◆ About this task
In the data that follows, every line containing the word "could" should be returned.

Input data Block Start

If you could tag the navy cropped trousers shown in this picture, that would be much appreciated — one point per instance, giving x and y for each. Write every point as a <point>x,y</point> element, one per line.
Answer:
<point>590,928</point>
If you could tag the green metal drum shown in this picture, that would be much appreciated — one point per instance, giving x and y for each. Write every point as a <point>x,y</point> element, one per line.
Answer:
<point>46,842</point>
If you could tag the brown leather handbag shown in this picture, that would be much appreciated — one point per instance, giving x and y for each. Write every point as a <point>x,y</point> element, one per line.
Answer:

Input data Block End

◆ Exercise output
If you could tag the navy cropped trousers shown in this picture, that would be much appreciated — one point per instance, giving x and y for each. Write every point as a <point>x,y</point> element, one per line.
If you could tag the green metal drum shown in this picture, that would be much appreciated — one point per instance, giving x and y for each. Write every point as a <point>x,y</point> element, one per line.
If you could tag the brown leather handbag shown in this picture, that would be much appreciated — one point per instance, giving x and y for each. Write every point as a <point>x,y</point> element, one per line.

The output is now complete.